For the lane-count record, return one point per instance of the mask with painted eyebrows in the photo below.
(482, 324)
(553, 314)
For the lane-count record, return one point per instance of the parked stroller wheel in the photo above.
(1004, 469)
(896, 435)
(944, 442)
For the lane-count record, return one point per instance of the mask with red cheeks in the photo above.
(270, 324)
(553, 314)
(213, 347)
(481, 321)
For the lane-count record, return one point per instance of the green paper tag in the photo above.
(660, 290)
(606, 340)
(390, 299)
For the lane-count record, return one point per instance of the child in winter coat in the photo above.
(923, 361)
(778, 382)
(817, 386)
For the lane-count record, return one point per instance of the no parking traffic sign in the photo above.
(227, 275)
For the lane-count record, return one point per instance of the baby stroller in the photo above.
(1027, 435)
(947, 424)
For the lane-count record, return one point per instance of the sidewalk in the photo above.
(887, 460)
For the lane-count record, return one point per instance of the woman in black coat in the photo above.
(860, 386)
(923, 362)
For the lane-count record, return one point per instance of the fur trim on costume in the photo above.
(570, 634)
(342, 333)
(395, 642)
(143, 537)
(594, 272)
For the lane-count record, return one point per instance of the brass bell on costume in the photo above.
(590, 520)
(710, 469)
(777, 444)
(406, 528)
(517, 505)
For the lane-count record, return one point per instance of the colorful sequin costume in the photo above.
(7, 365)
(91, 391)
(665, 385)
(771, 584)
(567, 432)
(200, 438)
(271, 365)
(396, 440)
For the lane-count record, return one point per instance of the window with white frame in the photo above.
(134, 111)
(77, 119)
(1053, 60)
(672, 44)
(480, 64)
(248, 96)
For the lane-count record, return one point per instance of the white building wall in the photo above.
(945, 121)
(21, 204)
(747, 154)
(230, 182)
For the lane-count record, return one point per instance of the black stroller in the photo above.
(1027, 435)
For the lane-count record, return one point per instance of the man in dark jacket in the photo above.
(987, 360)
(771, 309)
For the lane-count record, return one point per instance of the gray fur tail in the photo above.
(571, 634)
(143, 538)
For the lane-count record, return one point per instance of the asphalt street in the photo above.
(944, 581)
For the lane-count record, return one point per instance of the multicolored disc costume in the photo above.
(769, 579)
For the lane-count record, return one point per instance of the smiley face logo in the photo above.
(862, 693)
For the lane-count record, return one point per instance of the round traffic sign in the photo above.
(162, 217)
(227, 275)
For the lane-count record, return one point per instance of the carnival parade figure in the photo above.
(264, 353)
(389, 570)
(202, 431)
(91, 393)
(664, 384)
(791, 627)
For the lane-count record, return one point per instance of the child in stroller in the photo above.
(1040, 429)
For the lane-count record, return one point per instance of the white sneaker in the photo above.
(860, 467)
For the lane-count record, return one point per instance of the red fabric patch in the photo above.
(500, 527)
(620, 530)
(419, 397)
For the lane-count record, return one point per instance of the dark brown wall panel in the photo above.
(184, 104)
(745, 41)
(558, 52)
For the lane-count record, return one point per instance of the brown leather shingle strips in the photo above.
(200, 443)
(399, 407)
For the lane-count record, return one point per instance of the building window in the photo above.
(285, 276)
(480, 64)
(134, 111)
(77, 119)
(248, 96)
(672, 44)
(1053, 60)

━━━━

Task to carry out — Copy out the material word for word and line for line.

Worked answer —
For the lane-count record, return one point per instance of the mask with painted eyebrows in the photo below.
(482, 324)
(553, 314)
For the lane-count record, return one point per instance of the parked stroller wheel in the photo above.
(1004, 469)
(896, 435)
(944, 442)
For the lane-count record, return one point per instance of the mask with red cheeks in the photo above.
(270, 324)
(553, 314)
(213, 347)
(481, 321)
For the lane-count record, return one point per instance of the green paper tag in the photo above.
(660, 290)
(606, 340)
(390, 299)
For the lane-count record, return one point per instance of the child in winter coat in the photo above.
(923, 361)
(778, 382)
(817, 386)
For the lane-count record, return one point per instance of the no parking traffic sign in the photo above.
(227, 275)
For the lane-count record, return one point per instance of the baby stroller in the photo above.
(1027, 435)
(947, 424)
For the lane-count record, return one point per instance of the sidewalk in the photo above.
(887, 460)
For the lane-count record, return one point per instance of the woman in black coat in the photo above.
(860, 386)
(923, 362)
For the lane-count record, return one point per instance of the fur trim on costume in the photo above.
(570, 634)
(342, 333)
(395, 642)
(143, 537)
(594, 272)
For the lane-count record, return one point per instance of the brass bell on costume in the photo above.
(590, 520)
(710, 469)
(777, 444)
(406, 528)
(517, 505)
For the lane-count record, return one point per instance of the colorful sequin costume in the photo above.
(7, 365)
(91, 391)
(665, 385)
(771, 584)
(567, 432)
(200, 438)
(271, 365)
(396, 440)
For the lane-count record, return one point per instance of the window with white frame in the photo above.
(134, 111)
(77, 119)
(1053, 60)
(672, 44)
(480, 64)
(248, 96)
For the lane-count record, return one point per instance of the white building wall in the photo above.
(945, 121)
(21, 204)
(747, 154)
(230, 182)
For the lane-count record, return one point per instance of the black stroller in the photo above.
(1027, 435)
For the lane-count record, return one point per instance of the man in dark jacket in the photo above.
(987, 360)
(771, 309)
For the lane-count record, return one point per instance of the gray fur tail in the photo above.
(571, 634)
(143, 538)
For the lane-count record, return one point per instance of the asphalt street in the photo above.
(944, 581)
For the lane-count record, return one point per instance of the multicolored disc costume in the photo above.
(769, 579)
For the lane-count record, return one point per instance of the smiley face logo in the photo above.
(862, 693)
For the lane-count record, return one point per instance of the round traffic sign in the photo above.
(162, 217)
(227, 275)
For the lane-count record, return one point per instance of the carnival parade figure in the photo above.
(264, 353)
(389, 570)
(202, 431)
(91, 393)
(664, 384)
(791, 627)
For the lane-count record, return one point per instance of the child in stroller in the photo above.
(1040, 429)
For the lane-count record, return one point per instance of the white sneaker in the photo above.
(860, 467)
For the lane-count record, return one point per instance of the red fabric patch in the photo above.
(500, 527)
(620, 530)
(419, 397)
For the lane-count record, return one point per instance of the dark brown wall panel in the photo above.
(184, 104)
(745, 41)
(558, 52)
For the lane-count record, return one point per instance of the brown leather shingle strips in the photo above.
(200, 443)
(399, 407)
For the lane-count record, return one point per instance of the building window in the photo above.
(285, 276)
(480, 64)
(134, 111)
(77, 119)
(248, 96)
(672, 44)
(1053, 60)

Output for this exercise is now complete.